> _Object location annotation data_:
..........

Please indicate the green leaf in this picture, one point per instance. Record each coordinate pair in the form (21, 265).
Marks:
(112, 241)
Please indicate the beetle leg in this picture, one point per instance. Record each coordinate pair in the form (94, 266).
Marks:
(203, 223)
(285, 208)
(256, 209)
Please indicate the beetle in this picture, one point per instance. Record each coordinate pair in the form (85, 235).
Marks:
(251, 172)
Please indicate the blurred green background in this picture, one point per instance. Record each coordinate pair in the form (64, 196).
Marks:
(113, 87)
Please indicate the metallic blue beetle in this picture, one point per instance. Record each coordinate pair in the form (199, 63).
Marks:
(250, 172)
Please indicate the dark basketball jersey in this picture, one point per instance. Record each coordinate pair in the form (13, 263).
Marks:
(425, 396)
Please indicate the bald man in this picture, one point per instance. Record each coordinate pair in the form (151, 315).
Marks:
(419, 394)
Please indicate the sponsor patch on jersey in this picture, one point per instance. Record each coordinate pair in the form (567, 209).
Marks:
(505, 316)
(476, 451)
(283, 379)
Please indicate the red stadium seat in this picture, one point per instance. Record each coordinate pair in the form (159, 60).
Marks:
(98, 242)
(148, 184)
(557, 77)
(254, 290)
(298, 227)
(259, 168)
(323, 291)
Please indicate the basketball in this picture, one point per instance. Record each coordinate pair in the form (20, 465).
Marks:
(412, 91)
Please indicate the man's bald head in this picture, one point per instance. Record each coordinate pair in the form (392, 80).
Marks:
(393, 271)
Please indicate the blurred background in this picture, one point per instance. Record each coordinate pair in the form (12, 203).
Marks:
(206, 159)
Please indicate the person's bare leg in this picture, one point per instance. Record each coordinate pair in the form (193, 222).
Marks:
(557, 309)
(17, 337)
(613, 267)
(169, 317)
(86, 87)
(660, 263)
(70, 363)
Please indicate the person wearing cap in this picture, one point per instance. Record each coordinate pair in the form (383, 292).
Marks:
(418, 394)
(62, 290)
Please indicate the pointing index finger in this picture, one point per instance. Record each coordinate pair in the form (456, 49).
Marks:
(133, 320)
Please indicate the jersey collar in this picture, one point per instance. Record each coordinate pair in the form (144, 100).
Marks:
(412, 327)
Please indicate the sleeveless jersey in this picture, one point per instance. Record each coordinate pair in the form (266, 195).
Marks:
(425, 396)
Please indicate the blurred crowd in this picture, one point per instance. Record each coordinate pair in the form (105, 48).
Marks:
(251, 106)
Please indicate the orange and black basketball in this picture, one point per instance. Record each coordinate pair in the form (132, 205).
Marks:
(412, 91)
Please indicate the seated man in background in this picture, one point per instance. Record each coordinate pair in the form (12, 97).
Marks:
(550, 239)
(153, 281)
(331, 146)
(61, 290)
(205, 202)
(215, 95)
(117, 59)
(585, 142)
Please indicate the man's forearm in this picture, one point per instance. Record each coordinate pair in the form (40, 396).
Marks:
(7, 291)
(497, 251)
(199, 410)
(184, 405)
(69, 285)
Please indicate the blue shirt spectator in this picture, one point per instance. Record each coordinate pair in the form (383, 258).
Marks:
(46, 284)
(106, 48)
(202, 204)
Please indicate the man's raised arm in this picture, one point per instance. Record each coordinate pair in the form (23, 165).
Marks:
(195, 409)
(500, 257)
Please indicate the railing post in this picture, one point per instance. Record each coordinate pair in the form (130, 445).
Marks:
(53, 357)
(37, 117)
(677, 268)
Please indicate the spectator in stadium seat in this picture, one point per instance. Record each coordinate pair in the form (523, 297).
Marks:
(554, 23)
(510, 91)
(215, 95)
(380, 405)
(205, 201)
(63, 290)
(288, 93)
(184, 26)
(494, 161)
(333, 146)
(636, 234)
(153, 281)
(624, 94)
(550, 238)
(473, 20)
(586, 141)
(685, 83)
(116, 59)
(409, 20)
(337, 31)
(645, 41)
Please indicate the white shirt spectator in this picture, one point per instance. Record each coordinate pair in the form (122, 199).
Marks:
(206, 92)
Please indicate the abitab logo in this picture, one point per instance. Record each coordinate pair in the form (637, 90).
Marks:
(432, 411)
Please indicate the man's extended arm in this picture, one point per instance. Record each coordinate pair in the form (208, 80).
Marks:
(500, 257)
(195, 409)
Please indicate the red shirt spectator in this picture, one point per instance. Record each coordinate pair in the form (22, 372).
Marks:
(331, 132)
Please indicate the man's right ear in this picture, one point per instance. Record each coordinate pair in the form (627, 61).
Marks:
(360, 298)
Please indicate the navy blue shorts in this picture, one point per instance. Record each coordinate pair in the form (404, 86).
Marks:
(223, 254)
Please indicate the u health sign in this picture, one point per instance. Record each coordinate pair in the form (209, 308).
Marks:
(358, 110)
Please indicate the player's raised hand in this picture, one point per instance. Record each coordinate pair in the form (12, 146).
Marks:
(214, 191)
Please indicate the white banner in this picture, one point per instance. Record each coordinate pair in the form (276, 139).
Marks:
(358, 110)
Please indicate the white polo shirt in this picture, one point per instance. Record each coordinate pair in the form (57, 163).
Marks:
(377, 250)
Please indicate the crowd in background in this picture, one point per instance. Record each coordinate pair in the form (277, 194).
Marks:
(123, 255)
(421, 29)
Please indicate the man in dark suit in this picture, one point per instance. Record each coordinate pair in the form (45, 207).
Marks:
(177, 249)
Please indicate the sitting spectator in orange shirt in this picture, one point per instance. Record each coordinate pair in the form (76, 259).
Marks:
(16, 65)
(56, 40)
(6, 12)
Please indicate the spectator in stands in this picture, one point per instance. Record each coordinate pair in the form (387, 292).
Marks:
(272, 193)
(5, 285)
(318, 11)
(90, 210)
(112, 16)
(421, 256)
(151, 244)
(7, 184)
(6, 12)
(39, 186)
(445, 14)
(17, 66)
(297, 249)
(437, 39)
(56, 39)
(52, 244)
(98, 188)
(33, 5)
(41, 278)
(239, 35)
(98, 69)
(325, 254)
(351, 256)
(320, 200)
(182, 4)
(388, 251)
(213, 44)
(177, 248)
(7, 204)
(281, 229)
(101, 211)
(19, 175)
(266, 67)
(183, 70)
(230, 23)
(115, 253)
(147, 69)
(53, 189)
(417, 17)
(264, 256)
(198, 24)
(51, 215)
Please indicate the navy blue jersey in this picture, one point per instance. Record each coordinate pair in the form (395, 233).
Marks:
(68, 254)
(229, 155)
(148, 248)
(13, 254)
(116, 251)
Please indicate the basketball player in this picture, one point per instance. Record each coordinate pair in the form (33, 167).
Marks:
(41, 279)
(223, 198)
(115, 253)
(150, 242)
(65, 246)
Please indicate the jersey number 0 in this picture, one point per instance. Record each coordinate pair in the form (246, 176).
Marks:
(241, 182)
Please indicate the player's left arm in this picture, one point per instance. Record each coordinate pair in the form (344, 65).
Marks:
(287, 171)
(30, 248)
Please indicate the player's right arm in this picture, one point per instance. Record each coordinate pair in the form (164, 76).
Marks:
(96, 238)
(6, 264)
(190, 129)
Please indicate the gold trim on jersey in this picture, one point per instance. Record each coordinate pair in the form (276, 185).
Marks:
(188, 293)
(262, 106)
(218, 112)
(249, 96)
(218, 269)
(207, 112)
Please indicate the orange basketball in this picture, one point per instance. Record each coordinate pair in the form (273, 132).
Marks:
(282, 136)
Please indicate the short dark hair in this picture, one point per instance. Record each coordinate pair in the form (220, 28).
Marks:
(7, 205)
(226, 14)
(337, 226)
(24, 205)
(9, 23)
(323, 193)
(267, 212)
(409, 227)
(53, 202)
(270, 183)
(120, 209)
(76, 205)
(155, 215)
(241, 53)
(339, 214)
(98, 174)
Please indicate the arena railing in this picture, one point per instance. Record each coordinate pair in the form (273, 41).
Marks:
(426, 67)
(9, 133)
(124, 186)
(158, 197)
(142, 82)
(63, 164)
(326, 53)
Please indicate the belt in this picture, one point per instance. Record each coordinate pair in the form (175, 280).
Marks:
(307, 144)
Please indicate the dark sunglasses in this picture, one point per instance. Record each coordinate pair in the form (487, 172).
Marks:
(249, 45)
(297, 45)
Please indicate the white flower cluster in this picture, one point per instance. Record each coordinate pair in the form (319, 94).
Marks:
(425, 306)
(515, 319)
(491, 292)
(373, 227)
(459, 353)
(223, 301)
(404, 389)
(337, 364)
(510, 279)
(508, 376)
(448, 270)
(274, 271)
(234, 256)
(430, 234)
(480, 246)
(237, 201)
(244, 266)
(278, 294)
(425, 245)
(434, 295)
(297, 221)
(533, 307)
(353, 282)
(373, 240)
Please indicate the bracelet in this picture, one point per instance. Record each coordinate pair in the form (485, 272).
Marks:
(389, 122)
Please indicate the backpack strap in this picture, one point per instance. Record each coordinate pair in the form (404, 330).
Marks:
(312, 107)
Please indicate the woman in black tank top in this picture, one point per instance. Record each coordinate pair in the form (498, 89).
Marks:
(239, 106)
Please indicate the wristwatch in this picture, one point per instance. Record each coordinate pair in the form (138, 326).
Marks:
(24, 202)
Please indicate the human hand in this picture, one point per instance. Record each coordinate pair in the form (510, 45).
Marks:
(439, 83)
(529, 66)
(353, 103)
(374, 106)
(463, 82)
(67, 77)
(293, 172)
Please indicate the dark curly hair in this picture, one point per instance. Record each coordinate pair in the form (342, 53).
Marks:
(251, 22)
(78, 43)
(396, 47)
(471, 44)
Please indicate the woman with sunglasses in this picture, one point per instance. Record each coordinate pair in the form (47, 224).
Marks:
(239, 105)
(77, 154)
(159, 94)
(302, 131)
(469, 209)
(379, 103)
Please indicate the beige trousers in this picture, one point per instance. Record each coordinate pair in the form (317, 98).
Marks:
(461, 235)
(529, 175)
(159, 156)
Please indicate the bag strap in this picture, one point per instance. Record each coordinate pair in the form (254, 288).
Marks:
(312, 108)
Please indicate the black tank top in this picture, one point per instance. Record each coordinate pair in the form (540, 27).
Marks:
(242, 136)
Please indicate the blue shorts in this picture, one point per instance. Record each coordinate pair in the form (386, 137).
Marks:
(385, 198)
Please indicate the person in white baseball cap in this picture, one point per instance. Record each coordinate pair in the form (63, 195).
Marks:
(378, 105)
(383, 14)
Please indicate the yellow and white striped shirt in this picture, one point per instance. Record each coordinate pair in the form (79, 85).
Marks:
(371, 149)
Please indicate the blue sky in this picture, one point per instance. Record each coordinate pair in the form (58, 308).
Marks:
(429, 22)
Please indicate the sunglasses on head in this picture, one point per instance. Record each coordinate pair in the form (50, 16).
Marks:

..........

> _Exercise objective_:
Everything from the line containing "Please indicate the woman in" to the end of the records must be written out exactly; include both of those lines and no others.

> _Problem solution_:
Please indicate the woman in black tank top in this picture, one point per instance. Record each coordinate pair in the form (498, 89).
Marks:
(239, 106)
Please indicate the wristwatch in this picture, one point per instance. Record each coordinate pair in the form (138, 326).
Marks:
(24, 202)
Please indicate the human hand in this picture, one point per instance. Record each coordinate pair in the form (510, 45).
Marks:
(439, 83)
(529, 66)
(353, 103)
(374, 106)
(463, 82)
(67, 77)
(293, 172)
Please indicate the dark curly hair in this picture, one point per instance. Record each coordinate pair in the form (342, 53).
Marks:
(251, 22)
(78, 43)
(396, 47)
(471, 44)
Please indicate the woman with sunglasses in this picture, one point per instance. Record each coordinate pair in the form (47, 224).
Marks:
(239, 105)
(77, 154)
(159, 94)
(302, 131)
(469, 209)
(379, 103)
Please indicate the beige trousers in this picture, one point per instance. Record each coordinate pair in the form (317, 98).
Marks:
(461, 235)
(529, 175)
(159, 156)
Please indicate the bag strap in this picture, one point per instance. Record each coordinate pair in the form (254, 288).
Marks:
(312, 108)
Please indicate the black tank top in this picture, one point per instance. Record each coordinate pair in the form (540, 27).
Marks:
(242, 136)
Please indicate the blue shorts in this picture, one point per instance. Record each coordinate pair in the form (386, 137).
Marks:
(385, 198)
Please indicate the person in white baseball cap in this picture, one point per instance. Record each coordinate pair in the form (63, 195).
Marks:
(378, 105)
(383, 14)
Please indicate the yellow and white striped shirt in this picture, one point per instance. Record each coordinate pair in the form (79, 85).
Marks:
(371, 149)
Please indicate the blue sky in this picture, one point per instance. Record each coordinate pair in the form (58, 308).
Marks:
(429, 22)
Please indicate the sunglasses on head in this picture, one point per instance. Record each coordinate pair in the form (50, 16).
Marks:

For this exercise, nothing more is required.